Collection entries:
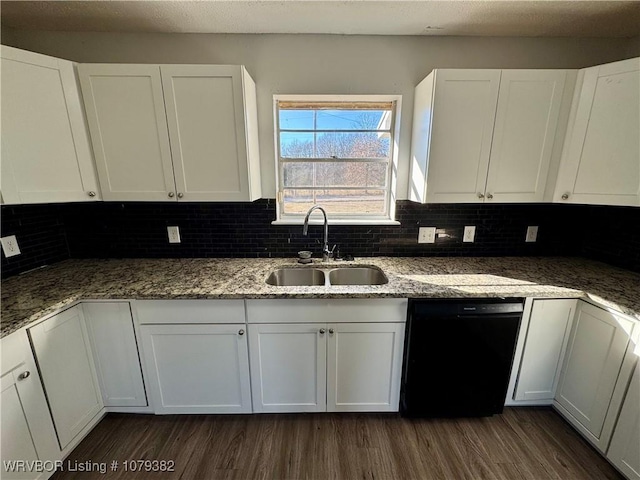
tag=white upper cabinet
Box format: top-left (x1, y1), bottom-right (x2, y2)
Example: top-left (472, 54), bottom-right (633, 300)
top-left (160, 65), bottom-right (260, 201)
top-left (79, 64), bottom-right (261, 201)
top-left (409, 70), bottom-right (500, 203)
top-left (554, 58), bottom-right (640, 205)
top-left (0, 46), bottom-right (100, 204)
top-left (479, 70), bottom-right (567, 202)
top-left (409, 70), bottom-right (567, 203)
top-left (78, 64), bottom-right (175, 201)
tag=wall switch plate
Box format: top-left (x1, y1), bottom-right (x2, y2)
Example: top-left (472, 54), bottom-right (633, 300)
top-left (418, 227), bottom-right (436, 243)
top-left (167, 227), bottom-right (180, 243)
top-left (0, 235), bottom-right (20, 258)
top-left (462, 225), bottom-right (476, 243)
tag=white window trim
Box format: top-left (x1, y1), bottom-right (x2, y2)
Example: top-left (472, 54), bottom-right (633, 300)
top-left (271, 95), bottom-right (402, 225)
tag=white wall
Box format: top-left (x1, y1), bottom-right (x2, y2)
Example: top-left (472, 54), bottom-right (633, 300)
top-left (2, 28), bottom-right (637, 199)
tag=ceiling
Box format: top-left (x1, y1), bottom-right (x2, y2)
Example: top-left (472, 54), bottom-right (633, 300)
top-left (1, 0), bottom-right (640, 37)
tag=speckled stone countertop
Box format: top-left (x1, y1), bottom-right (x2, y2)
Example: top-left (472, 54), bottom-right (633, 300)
top-left (0, 257), bottom-right (640, 337)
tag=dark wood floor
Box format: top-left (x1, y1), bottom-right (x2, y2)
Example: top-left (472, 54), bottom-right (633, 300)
top-left (53, 408), bottom-right (622, 480)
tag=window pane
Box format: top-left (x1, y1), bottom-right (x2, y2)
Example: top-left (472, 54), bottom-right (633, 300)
top-left (282, 162), bottom-right (388, 188)
top-left (280, 132), bottom-right (390, 158)
top-left (279, 109), bottom-right (391, 130)
top-left (316, 110), bottom-right (389, 130)
top-left (283, 189), bottom-right (386, 215)
top-left (279, 109), bottom-right (315, 130)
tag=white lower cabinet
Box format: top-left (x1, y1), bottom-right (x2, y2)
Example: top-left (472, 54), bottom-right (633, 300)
top-left (513, 299), bottom-right (577, 405)
top-left (249, 323), bottom-right (327, 413)
top-left (83, 302), bottom-right (147, 407)
top-left (0, 331), bottom-right (61, 479)
top-left (607, 362), bottom-right (640, 480)
top-left (29, 305), bottom-right (103, 450)
top-left (249, 323), bottom-right (404, 412)
top-left (327, 323), bottom-right (404, 412)
top-left (554, 301), bottom-right (637, 452)
top-left (140, 324), bottom-right (251, 413)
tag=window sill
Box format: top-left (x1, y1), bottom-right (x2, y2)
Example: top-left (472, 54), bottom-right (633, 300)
top-left (271, 218), bottom-right (400, 226)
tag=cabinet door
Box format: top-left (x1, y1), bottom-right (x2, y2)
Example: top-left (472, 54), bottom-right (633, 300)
top-left (486, 70), bottom-right (566, 202)
top-left (426, 70), bottom-right (500, 202)
top-left (554, 58), bottom-right (640, 205)
top-left (249, 323), bottom-right (327, 412)
top-left (0, 372), bottom-right (39, 479)
top-left (82, 302), bottom-right (147, 407)
top-left (78, 64), bottom-right (176, 201)
top-left (29, 306), bottom-right (102, 449)
top-left (160, 65), bottom-right (250, 201)
top-left (556, 302), bottom-right (633, 443)
top-left (140, 324), bottom-right (251, 413)
top-left (607, 363), bottom-right (640, 480)
top-left (514, 299), bottom-right (576, 404)
top-left (327, 323), bottom-right (404, 412)
top-left (0, 46), bottom-right (100, 203)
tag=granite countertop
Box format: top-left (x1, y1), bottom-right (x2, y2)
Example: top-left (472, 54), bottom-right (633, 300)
top-left (0, 257), bottom-right (640, 337)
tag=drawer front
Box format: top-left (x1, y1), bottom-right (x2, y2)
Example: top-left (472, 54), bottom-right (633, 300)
top-left (247, 298), bottom-right (407, 323)
top-left (132, 300), bottom-right (245, 325)
top-left (0, 330), bottom-right (31, 376)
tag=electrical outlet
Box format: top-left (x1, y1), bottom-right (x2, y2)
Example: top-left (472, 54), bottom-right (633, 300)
top-left (418, 227), bottom-right (436, 243)
top-left (0, 235), bottom-right (20, 258)
top-left (462, 225), bottom-right (476, 243)
top-left (167, 227), bottom-right (180, 243)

EXERCISE BRIEF
Could you write out all of these lines again, replacing "countertop" with "work surface" everywhere and keeping everything else the same? Leave the pictures out.

SOLUTION FOR THIS TASK
tag=white upper cabinet
Box format: top-left (x1, y1), bottom-right (x2, y2)
Example: top-left (472, 54), bottom-right (633, 300)
top-left (160, 65), bottom-right (260, 201)
top-left (79, 64), bottom-right (261, 201)
top-left (409, 70), bottom-right (500, 203)
top-left (554, 58), bottom-right (640, 205)
top-left (0, 46), bottom-right (100, 204)
top-left (479, 70), bottom-right (567, 202)
top-left (409, 70), bottom-right (567, 203)
top-left (78, 64), bottom-right (175, 201)
tag=wall switch plate
Box format: top-left (x1, y1), bottom-right (x2, y2)
Example: top-left (472, 54), bottom-right (633, 300)
top-left (418, 227), bottom-right (436, 243)
top-left (167, 227), bottom-right (180, 243)
top-left (0, 235), bottom-right (20, 258)
top-left (462, 225), bottom-right (476, 243)
tag=white window trim
Box format: top-left (x1, y1), bottom-right (x2, y2)
Example: top-left (472, 54), bottom-right (633, 300)
top-left (271, 95), bottom-right (402, 225)
tag=white wall
Box format: top-left (x1, y1), bottom-right (x2, y2)
Example: top-left (472, 54), bottom-right (633, 300)
top-left (2, 28), bottom-right (637, 199)
tag=ceiling
Box format: top-left (x1, y1), bottom-right (x2, y2)
Example: top-left (472, 54), bottom-right (633, 300)
top-left (1, 0), bottom-right (640, 37)
tag=speckled stone work surface
Box format: top-left (x1, y1), bottom-right (x2, y2)
Example: top-left (472, 54), bottom-right (633, 300)
top-left (0, 257), bottom-right (640, 337)
tag=dark wood floor
Box format: top-left (x1, y1), bottom-right (x2, y2)
Example: top-left (472, 54), bottom-right (633, 300)
top-left (53, 408), bottom-right (622, 480)
tag=window pane
Box format: top-left (x1, y1), bottom-right (x2, y2)
Example: top-left (472, 54), bottom-right (633, 300)
top-left (282, 162), bottom-right (388, 188)
top-left (280, 132), bottom-right (390, 158)
top-left (279, 109), bottom-right (391, 130)
top-left (316, 110), bottom-right (389, 130)
top-left (283, 189), bottom-right (386, 215)
top-left (279, 109), bottom-right (315, 130)
tag=white lower cabinet
Box format: top-left (x1, y1), bottom-right (x2, y2)
Example: top-left (472, 54), bottom-right (633, 300)
top-left (513, 299), bottom-right (577, 405)
top-left (249, 323), bottom-right (327, 413)
top-left (83, 302), bottom-right (147, 407)
top-left (0, 331), bottom-right (61, 479)
top-left (607, 362), bottom-right (640, 480)
top-left (29, 305), bottom-right (103, 450)
top-left (249, 323), bottom-right (404, 412)
top-left (327, 323), bottom-right (404, 412)
top-left (554, 301), bottom-right (637, 452)
top-left (140, 324), bottom-right (251, 413)
tag=window sill
Box format: top-left (x1, y1), bottom-right (x2, y2)
Example: top-left (472, 54), bottom-right (633, 300)
top-left (271, 218), bottom-right (400, 226)
tag=cabinet door
Box format: top-left (x1, y1), bottom-right (x2, y2)
Example: top-left (472, 54), bottom-right (633, 300)
top-left (486, 70), bottom-right (566, 202)
top-left (426, 70), bottom-right (500, 202)
top-left (554, 58), bottom-right (640, 205)
top-left (249, 323), bottom-right (327, 412)
top-left (0, 372), bottom-right (39, 479)
top-left (82, 302), bottom-right (147, 407)
top-left (78, 64), bottom-right (176, 201)
top-left (29, 306), bottom-right (102, 449)
top-left (160, 65), bottom-right (250, 201)
top-left (556, 302), bottom-right (633, 443)
top-left (140, 324), bottom-right (251, 413)
top-left (607, 363), bottom-right (640, 480)
top-left (514, 299), bottom-right (576, 404)
top-left (327, 323), bottom-right (404, 412)
top-left (0, 46), bottom-right (100, 203)
tag=granite work surface
Box format: top-left (x1, y1), bottom-right (x2, y2)
Example: top-left (472, 54), bottom-right (633, 300)
top-left (0, 257), bottom-right (640, 337)
tag=drawer front
Box format: top-left (x1, y1), bottom-right (x2, y2)
Example: top-left (472, 54), bottom-right (633, 300)
top-left (247, 298), bottom-right (407, 323)
top-left (132, 300), bottom-right (245, 325)
top-left (0, 330), bottom-right (31, 376)
tag=electrical outlet
Box format: top-left (x1, y1), bottom-right (x2, y2)
Example: top-left (472, 54), bottom-right (633, 300)
top-left (418, 227), bottom-right (436, 243)
top-left (0, 235), bottom-right (20, 258)
top-left (462, 225), bottom-right (476, 243)
top-left (167, 227), bottom-right (180, 243)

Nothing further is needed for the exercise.